Stored entries:
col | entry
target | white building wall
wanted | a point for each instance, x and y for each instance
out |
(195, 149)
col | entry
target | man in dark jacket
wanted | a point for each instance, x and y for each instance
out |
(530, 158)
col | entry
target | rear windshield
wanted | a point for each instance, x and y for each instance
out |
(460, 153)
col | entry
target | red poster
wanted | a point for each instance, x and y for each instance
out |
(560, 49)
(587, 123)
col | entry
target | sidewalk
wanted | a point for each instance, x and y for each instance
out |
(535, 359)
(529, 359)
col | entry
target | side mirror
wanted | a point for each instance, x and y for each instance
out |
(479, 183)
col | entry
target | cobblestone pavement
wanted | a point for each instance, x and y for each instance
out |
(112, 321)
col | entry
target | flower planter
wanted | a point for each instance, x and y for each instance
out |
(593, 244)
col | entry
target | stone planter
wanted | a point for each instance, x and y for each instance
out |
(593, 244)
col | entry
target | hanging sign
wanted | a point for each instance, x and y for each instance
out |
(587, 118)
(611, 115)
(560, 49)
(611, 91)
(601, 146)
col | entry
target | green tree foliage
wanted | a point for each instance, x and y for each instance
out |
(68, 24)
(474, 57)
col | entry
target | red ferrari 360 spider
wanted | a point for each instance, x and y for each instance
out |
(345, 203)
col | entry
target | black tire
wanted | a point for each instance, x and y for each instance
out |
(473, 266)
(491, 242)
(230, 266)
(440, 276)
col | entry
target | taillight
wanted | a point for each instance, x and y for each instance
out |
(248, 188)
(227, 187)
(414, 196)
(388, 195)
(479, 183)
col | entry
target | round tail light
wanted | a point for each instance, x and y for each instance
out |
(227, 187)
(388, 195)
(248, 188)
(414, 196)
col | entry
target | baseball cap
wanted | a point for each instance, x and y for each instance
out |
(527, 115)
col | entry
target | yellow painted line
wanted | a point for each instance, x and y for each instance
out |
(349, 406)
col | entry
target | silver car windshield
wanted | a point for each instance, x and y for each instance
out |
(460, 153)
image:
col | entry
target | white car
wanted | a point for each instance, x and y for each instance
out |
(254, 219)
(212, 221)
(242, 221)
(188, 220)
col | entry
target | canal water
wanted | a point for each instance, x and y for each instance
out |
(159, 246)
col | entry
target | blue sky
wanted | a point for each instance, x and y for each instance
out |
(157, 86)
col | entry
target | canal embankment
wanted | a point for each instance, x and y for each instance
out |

**Task instructions:**
Pick out each line in the records that contains the string "white", matching case exactly.

**Correct result:**
target | white building wall
target | white car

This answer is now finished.